• **Passage provided**
○ ○ ○ ○ ○ ○ ○

The Millennial exodus is very real. Regarding Millennials leaving church, David Kinnaman with the Barna Group says that “Christianity has an image problem among American youth.”

Millennials Leaving Church

In his ominously titled book The End of White Christian America, Robert P. Jones (CEO, Public Religion Research Institute) chronicles the demise of the white American church.

Among the symptoms that have led to this terminal diagnosis, Jones identifies a “major force of change in the religious landscape: young adults’ rejection of organized religion. Young adults are three times as likely as seniors to claim no religious affiliation.”

These aren’t just un-churched youths, which would be bad enough. Young people—even those raised by Christian parents, who’ve grown up in the church, walked the aisle, given their lives to Jesus, gone on mission trips and graduated from Christian colleges—are leaving the American church in droves.

○ ○ ○ ○ ○ ○ ○

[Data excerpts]
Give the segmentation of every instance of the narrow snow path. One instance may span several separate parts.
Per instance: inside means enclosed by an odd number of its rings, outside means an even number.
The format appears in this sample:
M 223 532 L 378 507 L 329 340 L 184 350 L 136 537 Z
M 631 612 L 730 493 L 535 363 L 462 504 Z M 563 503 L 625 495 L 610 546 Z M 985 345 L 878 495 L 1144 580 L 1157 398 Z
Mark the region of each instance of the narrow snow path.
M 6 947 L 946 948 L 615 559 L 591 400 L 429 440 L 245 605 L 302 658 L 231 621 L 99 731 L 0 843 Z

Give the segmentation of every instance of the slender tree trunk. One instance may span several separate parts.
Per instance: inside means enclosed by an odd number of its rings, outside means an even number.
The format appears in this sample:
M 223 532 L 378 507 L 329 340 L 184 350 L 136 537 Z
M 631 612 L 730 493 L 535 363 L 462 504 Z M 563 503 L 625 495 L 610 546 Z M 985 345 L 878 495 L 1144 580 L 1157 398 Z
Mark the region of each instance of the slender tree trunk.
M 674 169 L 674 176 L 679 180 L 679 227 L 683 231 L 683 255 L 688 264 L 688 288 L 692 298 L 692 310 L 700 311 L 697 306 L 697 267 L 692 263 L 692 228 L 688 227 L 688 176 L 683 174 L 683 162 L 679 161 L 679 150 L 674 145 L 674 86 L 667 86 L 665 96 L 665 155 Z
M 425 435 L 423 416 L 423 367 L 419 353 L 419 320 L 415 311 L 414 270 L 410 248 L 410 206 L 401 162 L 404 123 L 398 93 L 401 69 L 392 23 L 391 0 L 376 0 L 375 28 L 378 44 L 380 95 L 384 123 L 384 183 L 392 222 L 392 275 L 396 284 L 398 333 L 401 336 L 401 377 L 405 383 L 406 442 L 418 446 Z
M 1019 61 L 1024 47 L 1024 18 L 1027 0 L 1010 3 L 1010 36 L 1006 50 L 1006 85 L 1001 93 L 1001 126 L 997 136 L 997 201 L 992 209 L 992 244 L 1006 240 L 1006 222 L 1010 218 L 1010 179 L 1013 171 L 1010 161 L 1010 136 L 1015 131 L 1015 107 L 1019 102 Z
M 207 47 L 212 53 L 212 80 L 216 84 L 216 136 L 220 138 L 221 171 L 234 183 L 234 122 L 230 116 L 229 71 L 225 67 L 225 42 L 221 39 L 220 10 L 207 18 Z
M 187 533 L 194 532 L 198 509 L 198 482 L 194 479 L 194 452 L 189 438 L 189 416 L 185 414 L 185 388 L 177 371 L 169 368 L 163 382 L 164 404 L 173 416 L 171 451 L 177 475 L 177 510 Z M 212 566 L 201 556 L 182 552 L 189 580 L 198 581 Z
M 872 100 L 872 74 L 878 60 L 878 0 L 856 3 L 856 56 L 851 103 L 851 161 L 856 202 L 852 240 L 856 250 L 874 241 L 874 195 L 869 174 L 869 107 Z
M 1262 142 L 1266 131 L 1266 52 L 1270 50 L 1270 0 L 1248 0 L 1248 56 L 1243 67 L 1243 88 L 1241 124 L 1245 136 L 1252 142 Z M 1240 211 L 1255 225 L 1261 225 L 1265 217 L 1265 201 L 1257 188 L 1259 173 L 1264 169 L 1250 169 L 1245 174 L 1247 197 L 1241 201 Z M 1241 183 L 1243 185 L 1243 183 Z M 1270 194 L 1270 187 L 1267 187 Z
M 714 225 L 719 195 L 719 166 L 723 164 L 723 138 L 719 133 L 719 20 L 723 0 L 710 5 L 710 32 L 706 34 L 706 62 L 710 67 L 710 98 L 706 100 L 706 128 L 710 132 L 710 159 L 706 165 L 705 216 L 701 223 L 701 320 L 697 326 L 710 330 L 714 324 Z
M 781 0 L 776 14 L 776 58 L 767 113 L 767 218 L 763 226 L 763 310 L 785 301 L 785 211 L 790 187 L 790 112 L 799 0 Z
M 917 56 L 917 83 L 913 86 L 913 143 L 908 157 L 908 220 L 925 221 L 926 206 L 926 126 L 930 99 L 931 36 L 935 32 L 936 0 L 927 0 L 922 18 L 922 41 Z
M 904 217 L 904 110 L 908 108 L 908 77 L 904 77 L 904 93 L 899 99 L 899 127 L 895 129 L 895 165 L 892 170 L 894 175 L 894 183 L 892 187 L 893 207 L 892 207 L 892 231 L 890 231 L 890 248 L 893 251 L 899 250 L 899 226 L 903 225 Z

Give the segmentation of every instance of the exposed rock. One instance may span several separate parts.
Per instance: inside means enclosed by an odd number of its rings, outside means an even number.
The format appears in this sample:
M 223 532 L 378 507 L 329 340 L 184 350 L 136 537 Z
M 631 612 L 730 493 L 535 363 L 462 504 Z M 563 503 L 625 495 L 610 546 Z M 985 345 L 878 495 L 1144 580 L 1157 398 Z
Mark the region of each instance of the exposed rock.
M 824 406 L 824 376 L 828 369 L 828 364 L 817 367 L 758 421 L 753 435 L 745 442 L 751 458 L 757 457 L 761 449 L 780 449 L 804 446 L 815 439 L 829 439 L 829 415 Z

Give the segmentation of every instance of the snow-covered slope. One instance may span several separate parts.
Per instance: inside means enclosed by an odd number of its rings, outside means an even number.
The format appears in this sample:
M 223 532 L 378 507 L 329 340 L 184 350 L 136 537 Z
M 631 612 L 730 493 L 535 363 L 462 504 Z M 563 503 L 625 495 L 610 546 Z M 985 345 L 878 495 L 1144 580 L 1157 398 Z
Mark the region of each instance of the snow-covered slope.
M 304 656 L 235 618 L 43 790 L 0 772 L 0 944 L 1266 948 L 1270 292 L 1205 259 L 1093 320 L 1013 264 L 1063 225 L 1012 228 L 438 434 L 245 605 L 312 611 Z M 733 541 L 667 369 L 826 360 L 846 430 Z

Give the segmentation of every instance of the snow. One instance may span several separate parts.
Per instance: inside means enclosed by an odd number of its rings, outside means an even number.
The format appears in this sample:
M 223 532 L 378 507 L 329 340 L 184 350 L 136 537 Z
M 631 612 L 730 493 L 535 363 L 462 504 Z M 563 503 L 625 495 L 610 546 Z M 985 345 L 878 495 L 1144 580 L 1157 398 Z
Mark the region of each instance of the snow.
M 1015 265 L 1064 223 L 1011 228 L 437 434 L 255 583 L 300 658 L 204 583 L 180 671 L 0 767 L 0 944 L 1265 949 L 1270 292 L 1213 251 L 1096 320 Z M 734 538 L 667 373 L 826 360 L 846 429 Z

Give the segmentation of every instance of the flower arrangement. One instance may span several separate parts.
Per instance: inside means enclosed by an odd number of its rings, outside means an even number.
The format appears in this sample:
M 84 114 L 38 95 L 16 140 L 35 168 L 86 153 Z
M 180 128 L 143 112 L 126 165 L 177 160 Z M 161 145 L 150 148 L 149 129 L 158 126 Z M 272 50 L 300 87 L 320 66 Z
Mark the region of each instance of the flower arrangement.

○ ○ ○ ○ ○ ○ ○

• **Brief 1**
In the passage on Millennials leaving church, how much more likely are young adults than seniors to claim no religious affiliation?
• **Brief 2**
Rewrite the passage on Millennials leaving church, starting with "In his ominously" and going on through "white American church.", with "ominously" changed to "provocatively".
• **Brief 3**
Carry on the passage about Millennials leaving church from its final sentence.
The listing has no connection to the passage on Millennials leaving church.

• **Response 1**
Young adults are three times as likely as seniors to claim no religious affiliation.

• **Response 2**
In his provocatively titled book The End of White Christian America, Robert P. Jones (CEO, Public Religion Research Institute) chronicles the demise of the white American church.

• **Response 3**
Many view this ongoing exodus as a catastrophic development for the church that cannot be taken lightly. This isn’t simply about declining numbers. The future of the church’s mission is at stake. According to many millennials, something is deeply wrong with the white evangelical church. And they are voting with their feet.

The unchecked bleeding of any organism will prove fatal sooner or later. Far too much is at stake if we ignore this millennial exodus or chalk it up to normal generational differences, assuming that in time they will “come to their senses.”

So far, this trend is not reversing. If we cannot manage to keep and mobilize our own, how can we hope effectively to reach others of this rising generation?

What Post-Evangelical Millennials Are Saying About the Millennial Exodus

A 2006 Barna survey of 16- to 29-year-olds found “three attributes young Americans associated with ‘present day Christianity’ were being antigay (91 percent), judgmental (87 percent) and hypocritical (85 percent).”

From time to time, various evangelical leaders and organizations circulate political and theological statements and manifestos regarding issues they collectively consider paramount—mainly, abortion and gay marriage. To which journalist Jonathan Merritt (son of a former Southern Baptist Convention president) responded with what Jones describes as “the literary equivalent of a shrug.” Merritt (a millennial himself) argued that these statements create what he called “a false hierarchy of issues, with older generations contending that only a few hot button issues are worthy of attention.”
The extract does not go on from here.